Robert BrunhamDr. Robert C. Brunham is an Emeritus Professor in Medicine at the University of British Columbia and Head of the Vaccine Research Laboratory at the British Columbia Centre for Disease Control, Vancouver, Canada. He is a physician scientist, who studies infectious diseases such as the sexually transmitted pathogen Chlamydia trachomatis. He uses epidemiologic, immunologic and genomic approaches to study the population biology of disease with the goal of identifying evolutionarily stable prevention strategies such as vaccines. He will give two talks; one on the impact of genomics on medicine and the other on the development of a vaccine for chlamydia.

In this talk, Thomas W. Valente, PhD, reviews the many ways social network data are used to capture how individuals are influenced by their peers. Building on these models, the talk then focuses on how networks can be used to accelerate behavior change. Simulation and empirical studies are used throughout.

Thomas W. Valente, PhD, is Professor and Interim Chair in the Department of Preventive Medicine, Keck School of Medicine, at the University of Southern California. He is author of Social Networks and Health: Models, Methods, and Applications (2010, Oxford University Press); Evaluating Health Promotion Programs (2002, Oxford University Press); Network Models of the Diffusion of Innovations (1995, Hampton Press); and over 180 articles and chapters on social networks, behavior change, and program evaluation. Valente uses social network analysis, health communication, and mathematical models to implement and evaluate health promotion programs designed to understand and prevent tobacco and substance abuse, unintended fertility, and STD/HIV infections. Valente is co-editor (with Martin Everett) of Social Networks, and on the editorial boards of Network Science and the Journal of Health Communication.

The presentation by Paul Sandstrom, PhD, will focus on the use of bioinformatics tools to resolve HIV and HCV transmission dynamics in at risk populations in Pakistan and Ukraine. Specifically the identification of a previously underappreciated HIV epidemic amongst young women engaging in transactional sex work in Eastern Europe, as well hidden epidemic drivers in at risk populations (people who inject drugs and sex workers) in Pakistan.

Dr. Paul Sandstrom received his doctorate from the Department of Immunology at the University of Manitoba where he conducted research on the regulation of tumor progression by the immune system. After completing his postdoctoral research on immune cell regulation and responses to oxidative stress in North Carolina, Dr. Sandstrom joined the HIV/AIDS and Retrovirology Branch of the Centers for Disease Control and Prevention in Atlanta, GA. From 1993 to 2002, he worked as a research scientist at the CDC conducting studies on the regulation of HIV-1 expression as well as sentinel surveillance to detect adventitious zoonotic agents which could pose a threat to the blood system.
┄┄┄┄┄┄┄┄┄┄
Resume the speaker profiles, starting after the last sentence shown. The records that come next are separate from the speaker profiles.

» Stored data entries
┄┄┄┄┄┄┄┄┄┄
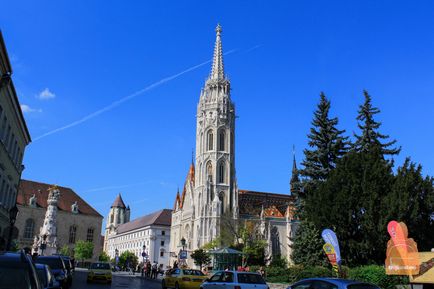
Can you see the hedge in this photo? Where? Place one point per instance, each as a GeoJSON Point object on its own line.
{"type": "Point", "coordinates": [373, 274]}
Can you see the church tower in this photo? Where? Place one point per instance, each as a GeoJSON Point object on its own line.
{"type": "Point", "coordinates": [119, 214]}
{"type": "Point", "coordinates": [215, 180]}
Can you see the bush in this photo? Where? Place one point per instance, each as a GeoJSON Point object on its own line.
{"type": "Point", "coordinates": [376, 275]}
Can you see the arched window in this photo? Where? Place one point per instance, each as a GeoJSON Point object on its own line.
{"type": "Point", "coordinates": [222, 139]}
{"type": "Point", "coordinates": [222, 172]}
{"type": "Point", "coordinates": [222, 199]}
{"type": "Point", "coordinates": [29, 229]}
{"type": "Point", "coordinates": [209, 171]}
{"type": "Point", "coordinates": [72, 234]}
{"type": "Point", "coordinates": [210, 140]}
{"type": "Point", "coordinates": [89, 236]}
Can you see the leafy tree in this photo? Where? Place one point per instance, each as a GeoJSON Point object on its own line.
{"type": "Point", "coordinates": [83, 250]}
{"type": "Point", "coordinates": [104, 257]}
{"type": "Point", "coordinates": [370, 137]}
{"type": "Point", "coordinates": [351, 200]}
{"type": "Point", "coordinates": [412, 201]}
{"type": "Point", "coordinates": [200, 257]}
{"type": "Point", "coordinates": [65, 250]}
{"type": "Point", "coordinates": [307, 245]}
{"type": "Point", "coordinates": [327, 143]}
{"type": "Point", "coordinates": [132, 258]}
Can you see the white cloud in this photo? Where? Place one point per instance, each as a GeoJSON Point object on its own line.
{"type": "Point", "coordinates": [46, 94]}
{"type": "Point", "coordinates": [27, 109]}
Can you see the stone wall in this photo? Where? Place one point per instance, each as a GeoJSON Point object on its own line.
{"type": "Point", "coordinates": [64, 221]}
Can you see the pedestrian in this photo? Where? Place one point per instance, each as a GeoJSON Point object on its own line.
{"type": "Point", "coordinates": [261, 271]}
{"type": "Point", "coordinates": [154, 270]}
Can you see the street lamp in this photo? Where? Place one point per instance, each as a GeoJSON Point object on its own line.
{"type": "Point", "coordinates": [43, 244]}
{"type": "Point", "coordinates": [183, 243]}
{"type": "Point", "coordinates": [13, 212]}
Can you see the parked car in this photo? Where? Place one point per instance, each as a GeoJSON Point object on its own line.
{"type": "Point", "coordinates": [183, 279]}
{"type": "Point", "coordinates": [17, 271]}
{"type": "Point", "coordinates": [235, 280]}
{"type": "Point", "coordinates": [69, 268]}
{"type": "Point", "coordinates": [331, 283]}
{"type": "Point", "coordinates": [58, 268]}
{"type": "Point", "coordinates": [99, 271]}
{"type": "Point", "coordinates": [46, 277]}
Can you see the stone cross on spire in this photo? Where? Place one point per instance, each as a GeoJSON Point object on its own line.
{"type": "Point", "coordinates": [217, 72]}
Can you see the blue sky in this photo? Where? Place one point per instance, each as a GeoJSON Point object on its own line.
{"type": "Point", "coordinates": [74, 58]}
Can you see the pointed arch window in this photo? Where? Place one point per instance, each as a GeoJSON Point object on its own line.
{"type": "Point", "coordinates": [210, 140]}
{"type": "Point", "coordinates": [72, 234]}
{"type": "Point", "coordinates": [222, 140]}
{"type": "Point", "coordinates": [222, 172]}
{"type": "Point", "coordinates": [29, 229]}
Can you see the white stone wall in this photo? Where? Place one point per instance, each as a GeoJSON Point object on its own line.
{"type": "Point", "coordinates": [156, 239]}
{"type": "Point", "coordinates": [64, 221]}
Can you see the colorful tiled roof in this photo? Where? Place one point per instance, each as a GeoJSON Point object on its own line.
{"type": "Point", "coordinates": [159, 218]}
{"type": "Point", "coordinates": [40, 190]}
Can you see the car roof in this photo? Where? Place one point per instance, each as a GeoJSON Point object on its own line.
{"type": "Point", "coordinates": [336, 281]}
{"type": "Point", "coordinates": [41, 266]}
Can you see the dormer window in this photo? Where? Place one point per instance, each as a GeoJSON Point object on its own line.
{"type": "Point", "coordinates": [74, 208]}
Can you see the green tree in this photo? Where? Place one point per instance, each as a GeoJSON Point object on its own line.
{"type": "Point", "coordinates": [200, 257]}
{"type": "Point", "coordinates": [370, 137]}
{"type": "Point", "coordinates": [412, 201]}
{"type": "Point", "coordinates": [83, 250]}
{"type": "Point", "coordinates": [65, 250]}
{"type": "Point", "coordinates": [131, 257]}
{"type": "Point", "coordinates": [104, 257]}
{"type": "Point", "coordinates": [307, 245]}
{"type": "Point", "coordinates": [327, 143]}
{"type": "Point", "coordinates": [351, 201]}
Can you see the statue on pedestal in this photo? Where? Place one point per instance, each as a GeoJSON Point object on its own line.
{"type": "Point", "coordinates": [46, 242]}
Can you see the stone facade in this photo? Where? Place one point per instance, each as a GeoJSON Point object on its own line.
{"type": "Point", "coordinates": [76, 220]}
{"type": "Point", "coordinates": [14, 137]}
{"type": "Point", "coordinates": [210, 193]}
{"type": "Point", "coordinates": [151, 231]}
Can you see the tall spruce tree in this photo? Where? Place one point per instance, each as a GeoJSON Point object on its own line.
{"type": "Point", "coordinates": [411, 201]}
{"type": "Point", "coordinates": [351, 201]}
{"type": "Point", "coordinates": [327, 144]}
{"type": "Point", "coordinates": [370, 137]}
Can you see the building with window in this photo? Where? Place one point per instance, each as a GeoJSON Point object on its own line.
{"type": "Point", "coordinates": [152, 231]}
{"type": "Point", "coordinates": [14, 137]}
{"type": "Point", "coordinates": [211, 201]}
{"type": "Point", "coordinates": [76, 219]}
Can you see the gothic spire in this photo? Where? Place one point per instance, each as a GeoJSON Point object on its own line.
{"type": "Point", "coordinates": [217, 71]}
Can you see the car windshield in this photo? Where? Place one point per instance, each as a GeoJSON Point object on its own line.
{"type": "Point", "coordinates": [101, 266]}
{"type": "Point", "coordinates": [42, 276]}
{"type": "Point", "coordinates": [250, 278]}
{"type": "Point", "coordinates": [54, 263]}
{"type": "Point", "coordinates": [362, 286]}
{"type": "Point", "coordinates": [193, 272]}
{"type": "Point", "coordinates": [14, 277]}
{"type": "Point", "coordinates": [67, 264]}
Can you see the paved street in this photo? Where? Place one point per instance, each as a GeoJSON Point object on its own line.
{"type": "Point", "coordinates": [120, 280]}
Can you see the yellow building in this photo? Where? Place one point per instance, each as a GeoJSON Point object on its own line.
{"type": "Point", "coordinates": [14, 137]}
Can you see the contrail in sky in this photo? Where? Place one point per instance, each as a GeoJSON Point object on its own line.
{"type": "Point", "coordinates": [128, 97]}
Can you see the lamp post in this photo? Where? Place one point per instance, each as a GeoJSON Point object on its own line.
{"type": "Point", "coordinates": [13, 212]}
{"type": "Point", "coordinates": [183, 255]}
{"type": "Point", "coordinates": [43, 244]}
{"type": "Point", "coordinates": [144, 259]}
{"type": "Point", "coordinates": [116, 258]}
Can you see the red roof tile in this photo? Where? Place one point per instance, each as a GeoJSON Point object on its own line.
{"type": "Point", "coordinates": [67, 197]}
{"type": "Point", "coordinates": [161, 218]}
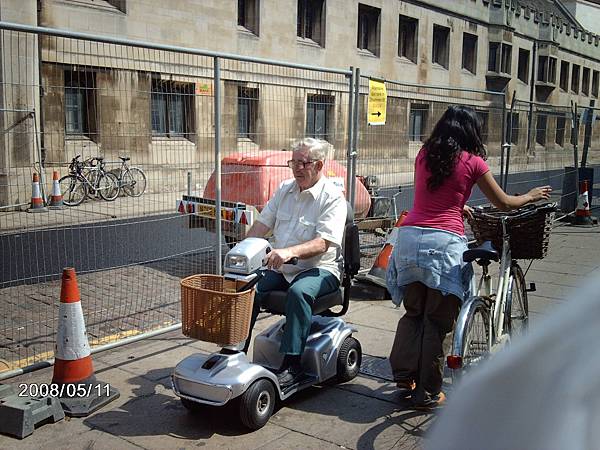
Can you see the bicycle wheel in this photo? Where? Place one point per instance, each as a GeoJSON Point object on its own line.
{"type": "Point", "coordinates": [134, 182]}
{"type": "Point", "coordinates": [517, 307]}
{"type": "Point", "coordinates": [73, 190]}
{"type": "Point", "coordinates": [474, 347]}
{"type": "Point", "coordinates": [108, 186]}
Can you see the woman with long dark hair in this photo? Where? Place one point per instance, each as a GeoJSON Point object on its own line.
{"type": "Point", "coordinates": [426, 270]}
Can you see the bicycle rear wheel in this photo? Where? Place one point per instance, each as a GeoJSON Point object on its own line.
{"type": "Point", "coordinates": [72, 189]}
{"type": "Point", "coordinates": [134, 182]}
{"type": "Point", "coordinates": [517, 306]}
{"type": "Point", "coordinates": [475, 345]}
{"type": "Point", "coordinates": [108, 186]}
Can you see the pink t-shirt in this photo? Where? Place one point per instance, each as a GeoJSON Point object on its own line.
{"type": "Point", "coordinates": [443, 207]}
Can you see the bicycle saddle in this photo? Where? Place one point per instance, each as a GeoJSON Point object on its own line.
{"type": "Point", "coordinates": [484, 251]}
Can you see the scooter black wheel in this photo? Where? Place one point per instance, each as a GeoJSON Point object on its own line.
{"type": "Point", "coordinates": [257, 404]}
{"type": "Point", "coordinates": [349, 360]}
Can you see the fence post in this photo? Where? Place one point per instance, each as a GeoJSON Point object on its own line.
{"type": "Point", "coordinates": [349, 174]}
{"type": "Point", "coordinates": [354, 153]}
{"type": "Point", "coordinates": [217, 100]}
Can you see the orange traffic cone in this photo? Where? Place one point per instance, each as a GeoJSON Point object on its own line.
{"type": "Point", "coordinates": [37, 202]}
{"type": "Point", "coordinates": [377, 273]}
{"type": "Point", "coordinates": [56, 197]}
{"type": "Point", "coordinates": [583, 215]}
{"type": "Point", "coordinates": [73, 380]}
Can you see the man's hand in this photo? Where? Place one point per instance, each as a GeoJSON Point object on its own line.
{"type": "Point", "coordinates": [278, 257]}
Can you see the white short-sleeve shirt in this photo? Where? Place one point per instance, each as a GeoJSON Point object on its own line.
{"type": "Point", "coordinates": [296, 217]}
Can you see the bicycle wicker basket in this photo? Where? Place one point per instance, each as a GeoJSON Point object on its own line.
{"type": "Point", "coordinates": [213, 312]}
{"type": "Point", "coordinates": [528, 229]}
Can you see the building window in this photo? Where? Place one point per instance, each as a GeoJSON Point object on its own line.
┄┄┄┄┄┄┄┄┄┄
» Written response
Dr. Sandstrom has authored more than 100 papers accepted in peer-reviewed journals. Since returning to Canada in 2002, he has been the Director of the National HIV and Retrovirology Laboratories, Public Health Agency of Canada. In this role, he has been responsible for planning, directing, and managing laboratory research, surveillance and clinical testing programs as part of Canada’s Federal Initiative on HIV/AIDS. Dr. Sandstrom frequently serves as an advisor to the World Health Organization on laboratory programming pertaining to HIV drug resistance genotyping and sequencing. Dr. Sandstrom also participated in the Canadian response to the ebola crisis in West Africa, deploying on three occasions to provide ebola diagnostic support to Doctors Without Borders/Médecins Sans Frontières treatment facilities in Sierra Leone and Guinea.

There is a complex and persistent syphilis epidemic affecting gay, bisexual and other men who have sex with men (gbMSM) in every major urban centre across North America. Dr. Dionne Gesink will describe an initial exploration into the geography of sex, a necessary, yet understudied, aspect of STI transmission. Dr. Gesink will introduce the six geo-sexual archetypes identified after mapping the 3-month egocentric sexual networks of 31 gbMSM in Toronto, specifically: hosters, house-callers, homebodies, rovers, travelers, and geoflexibles. She will also present initial profiles for each archetype, including which archetypes had a history of syphilis and which did not.

Dionne Gesink, PhD, is an Associate Professor with the Dalla Lana School of Public Health at the University of Toronto. Her research focuses on the social epidemiology of sexual health using mixed methods. Dionne works from a relational paradigm and is particularly interested in the patterns, connections and relationships between social, cultural, behavioural, environmental and spatial factors, and health.

Transgender health is the next frontier in medicine. From rates estimated at 1 in 10,000 just 10 years ago to rates of 1 in 140 today, transgender individuals are more visible than ever before, and with this increased visibility comes the stark recognition of the lack of appropriate research and data to describe the experience and needs of this varied group of individuals. With a focus on gender identity development and expression in childhood and adolescence, Dr. Aron Janssen will describe what we do and do not know about the mental health and medical needs of this population, and the structural barriers that make access to appropriate care difficult. Click here to view the PDF version of this presentation.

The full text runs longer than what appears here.